## Set problem:
Output the listing as a Markdown table with the columns Row and Line, beginning at the line containing "Q: Please detect the crowd" and continuing through the final line of the listing, omitting any blank lines.

— BEGIN Dataset records —

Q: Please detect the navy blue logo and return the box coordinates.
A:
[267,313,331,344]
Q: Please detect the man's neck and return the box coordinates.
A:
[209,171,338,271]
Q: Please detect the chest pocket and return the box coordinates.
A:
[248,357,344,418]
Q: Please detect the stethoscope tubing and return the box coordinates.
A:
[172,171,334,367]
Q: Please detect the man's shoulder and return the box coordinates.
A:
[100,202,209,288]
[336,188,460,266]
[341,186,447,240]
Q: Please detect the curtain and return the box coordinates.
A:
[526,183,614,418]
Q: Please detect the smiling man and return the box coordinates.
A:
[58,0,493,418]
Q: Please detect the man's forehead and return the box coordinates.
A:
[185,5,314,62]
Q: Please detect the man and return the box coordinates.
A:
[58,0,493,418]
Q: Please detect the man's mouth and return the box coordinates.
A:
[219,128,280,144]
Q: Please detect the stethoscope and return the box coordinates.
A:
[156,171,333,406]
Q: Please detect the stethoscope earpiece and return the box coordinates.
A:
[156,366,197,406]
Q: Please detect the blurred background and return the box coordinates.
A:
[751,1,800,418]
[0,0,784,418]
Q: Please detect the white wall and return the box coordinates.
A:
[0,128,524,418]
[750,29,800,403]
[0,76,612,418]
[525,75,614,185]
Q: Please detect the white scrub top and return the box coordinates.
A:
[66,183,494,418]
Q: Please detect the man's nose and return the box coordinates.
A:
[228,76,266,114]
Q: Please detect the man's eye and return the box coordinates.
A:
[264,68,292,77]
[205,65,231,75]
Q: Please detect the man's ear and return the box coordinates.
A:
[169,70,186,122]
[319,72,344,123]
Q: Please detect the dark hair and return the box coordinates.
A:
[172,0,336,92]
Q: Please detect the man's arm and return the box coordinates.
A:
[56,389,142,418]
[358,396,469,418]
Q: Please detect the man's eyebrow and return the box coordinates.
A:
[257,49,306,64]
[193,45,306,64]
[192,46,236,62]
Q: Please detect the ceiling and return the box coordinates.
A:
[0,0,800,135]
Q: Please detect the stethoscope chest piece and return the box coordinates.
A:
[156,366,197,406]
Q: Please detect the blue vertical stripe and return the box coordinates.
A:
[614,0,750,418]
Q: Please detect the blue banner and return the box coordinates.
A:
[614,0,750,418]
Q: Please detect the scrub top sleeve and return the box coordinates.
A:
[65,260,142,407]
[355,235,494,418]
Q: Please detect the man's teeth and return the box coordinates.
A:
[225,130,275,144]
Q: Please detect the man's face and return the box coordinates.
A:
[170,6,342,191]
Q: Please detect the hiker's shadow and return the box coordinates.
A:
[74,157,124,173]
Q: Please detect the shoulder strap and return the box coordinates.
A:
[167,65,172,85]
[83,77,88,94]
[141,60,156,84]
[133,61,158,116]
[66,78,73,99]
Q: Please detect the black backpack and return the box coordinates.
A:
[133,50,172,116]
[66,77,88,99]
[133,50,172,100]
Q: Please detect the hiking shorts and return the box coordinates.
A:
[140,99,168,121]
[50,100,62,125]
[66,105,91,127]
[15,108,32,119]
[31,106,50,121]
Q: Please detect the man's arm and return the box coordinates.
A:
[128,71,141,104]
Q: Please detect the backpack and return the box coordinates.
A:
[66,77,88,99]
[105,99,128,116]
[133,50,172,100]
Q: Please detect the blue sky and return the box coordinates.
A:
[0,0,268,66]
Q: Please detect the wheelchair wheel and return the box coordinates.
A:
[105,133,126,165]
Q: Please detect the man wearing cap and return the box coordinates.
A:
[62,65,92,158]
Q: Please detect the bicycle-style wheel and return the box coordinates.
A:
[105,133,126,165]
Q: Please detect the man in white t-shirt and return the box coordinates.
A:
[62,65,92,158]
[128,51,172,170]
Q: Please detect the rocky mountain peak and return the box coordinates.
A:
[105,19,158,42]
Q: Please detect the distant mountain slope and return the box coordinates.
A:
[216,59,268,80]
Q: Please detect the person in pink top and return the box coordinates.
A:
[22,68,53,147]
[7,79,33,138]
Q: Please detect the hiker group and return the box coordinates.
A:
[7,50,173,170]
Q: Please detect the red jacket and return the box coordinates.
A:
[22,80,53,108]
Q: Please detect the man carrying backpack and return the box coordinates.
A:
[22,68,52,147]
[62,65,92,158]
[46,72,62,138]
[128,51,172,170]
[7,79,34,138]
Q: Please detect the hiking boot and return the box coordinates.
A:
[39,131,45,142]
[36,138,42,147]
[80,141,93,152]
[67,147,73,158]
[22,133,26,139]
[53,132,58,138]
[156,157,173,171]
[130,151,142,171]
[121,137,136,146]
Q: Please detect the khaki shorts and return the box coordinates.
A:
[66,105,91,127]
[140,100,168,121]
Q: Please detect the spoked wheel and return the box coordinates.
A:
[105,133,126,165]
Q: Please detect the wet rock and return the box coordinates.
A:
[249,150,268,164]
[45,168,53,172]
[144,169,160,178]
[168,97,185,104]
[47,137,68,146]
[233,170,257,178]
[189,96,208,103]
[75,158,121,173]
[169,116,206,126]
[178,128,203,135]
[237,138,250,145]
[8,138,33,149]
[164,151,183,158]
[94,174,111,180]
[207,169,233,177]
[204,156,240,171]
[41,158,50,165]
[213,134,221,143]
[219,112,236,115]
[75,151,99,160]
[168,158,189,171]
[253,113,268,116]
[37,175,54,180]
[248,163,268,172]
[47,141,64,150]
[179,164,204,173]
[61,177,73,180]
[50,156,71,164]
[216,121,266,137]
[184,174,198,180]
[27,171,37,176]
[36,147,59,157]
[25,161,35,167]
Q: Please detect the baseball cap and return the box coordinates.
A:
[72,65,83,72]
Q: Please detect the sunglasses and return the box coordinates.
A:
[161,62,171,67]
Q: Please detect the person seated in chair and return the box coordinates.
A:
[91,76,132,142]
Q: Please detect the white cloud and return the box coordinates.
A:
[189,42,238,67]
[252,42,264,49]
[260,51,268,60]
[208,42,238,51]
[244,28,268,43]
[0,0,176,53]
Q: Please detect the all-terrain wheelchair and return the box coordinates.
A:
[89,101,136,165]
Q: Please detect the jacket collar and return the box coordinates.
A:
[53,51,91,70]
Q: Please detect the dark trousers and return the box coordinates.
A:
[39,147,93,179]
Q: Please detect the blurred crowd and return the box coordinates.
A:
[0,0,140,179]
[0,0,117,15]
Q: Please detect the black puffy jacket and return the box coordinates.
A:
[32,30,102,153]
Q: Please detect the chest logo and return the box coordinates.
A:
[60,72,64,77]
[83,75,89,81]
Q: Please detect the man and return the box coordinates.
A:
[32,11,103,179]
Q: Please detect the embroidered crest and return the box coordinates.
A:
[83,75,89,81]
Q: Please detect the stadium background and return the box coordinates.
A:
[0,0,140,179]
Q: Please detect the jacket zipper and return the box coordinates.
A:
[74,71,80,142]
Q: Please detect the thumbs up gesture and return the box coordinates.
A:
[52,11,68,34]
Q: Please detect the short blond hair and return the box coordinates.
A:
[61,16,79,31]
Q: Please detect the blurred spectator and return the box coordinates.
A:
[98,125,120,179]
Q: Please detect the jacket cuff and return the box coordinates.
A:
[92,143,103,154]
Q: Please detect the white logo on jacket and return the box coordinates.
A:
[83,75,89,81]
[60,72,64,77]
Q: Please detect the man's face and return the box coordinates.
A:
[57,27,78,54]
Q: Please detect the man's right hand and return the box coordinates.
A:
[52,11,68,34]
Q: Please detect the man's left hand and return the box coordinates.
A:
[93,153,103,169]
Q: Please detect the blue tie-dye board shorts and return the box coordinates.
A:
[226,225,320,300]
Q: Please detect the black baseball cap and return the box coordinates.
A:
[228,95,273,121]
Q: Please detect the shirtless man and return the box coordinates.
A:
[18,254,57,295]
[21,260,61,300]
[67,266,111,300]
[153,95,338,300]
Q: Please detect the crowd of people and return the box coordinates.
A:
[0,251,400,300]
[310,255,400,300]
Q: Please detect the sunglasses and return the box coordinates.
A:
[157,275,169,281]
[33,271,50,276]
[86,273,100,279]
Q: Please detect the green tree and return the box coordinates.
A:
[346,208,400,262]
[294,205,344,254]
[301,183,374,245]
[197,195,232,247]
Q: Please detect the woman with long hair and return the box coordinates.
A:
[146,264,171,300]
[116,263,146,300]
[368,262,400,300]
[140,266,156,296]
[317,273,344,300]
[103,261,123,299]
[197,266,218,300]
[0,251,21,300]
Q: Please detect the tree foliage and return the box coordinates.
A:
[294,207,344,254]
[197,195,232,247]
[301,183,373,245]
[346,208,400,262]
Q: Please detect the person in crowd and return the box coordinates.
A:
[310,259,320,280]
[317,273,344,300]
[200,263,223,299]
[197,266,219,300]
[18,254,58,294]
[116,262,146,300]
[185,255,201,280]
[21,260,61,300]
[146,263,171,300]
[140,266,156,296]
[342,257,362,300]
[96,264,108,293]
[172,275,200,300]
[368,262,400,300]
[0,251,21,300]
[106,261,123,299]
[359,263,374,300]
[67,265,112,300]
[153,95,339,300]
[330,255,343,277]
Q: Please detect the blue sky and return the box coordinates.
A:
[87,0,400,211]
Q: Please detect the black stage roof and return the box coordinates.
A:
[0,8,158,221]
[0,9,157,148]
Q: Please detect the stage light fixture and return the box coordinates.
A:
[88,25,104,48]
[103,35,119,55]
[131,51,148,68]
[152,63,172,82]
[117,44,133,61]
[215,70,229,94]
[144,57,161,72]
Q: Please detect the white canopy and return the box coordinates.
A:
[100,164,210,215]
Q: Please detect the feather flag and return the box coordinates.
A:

— END Dataset records —

## Finished answer:
| Row | Line |
|---|---|
| 1 | Q: Please detect the crowd of people and return the box coordinates. |
| 2 | A: |
| 3 | [0,251,400,300] |
| 4 | [310,255,400,300] |
| 5 | Q: Please detect the sunglasses and return the box coordinates. |
| 6 | A: |
| 7 | [157,275,169,281] |
| 8 | [33,271,50,276] |
| 9 | [86,273,100,279] |
| 10 | Q: Please detect the green tree and return the box coordinates. |
| 11 | A: |
| 12 | [346,208,400,262] |
| 13 | [294,205,344,254] |
| 14 | [301,183,374,245] |
| 15 | [197,195,232,247] |
| 16 | Q: Please detect the woman with long hair and return the box coordinates. |
| 17 | A: |
| 18 | [146,264,171,300] |
| 19 | [116,263,146,300] |
| 20 | [368,262,400,300] |
| 21 | [140,266,156,296] |
| 22 | [317,273,344,300] |
| 23 | [103,261,123,299] |
| 24 | [197,266,218,300] |
| 25 | [0,251,21,300] |
| 26 | Q: Please detect the tree foliage and return the box coordinates. |
| 27 | A: |
| 28 | [294,207,344,254] |
| 29 | [197,195,232,247] |
| 30 | [301,183,373,245] |
| 31 | [346,208,400,262] |
| 32 | Q: Please detect the person in crowd and return the box coordinates. |
| 33 | A: |
| 34 | [310,259,320,280] |
| 35 | [317,273,344,300] |
| 36 | [200,263,223,299] |
| 37 | [197,266,219,300] |
| 38 | [18,254,58,294] |
| 39 | [116,262,146,300] |
| 40 | [185,255,201,280] |
| 41 | [21,260,61,300] |
| 42 | [146,263,171,300] |
| 43 | [140,266,156,296] |
| 44 | [342,257,362,300] |
| 45 | [96,264,108,293] |
| 46 | [172,275,200,300] |
| 47 | [368,262,400,300] |
| 48 | [0,251,21,300] |
| 49 | [106,261,123,299] |
| 50 | [359,263,374,300] |
| 51 | [67,265,112,300] |
| 52 | [153,95,339,300] |
| 53 | [330,255,343,277] |
| 54 | Q: Please detect the blue sky and return the box coordinates. |
| 55 | A: |
| 56 | [87,0,400,211] |
| 57 | Q: Please detect the black stage roof and return the box coordinates. |
| 58 | A: |
| 59 | [0,8,158,221] |
| 60 | [0,9,157,148] |
| 61 | Q: Please detect the stage light fixture and return the box coordinates. |
| 62 | A: |
| 63 | [88,25,104,48] |
| 64 | [103,35,119,55] |
| 65 | [131,51,148,68] |
| 66 | [152,63,172,82] |
| 67 | [117,44,133,61] |
| 68 | [215,70,229,94] |
| 69 | [144,57,161,72] |
| 70 | Q: Please detect the white canopy and return the box coordinates. |
| 71 | A: |
| 72 | [100,164,210,215] |
| 73 | Q: Please detect the feather flag and return the box coordinates. |
| 74 | A: |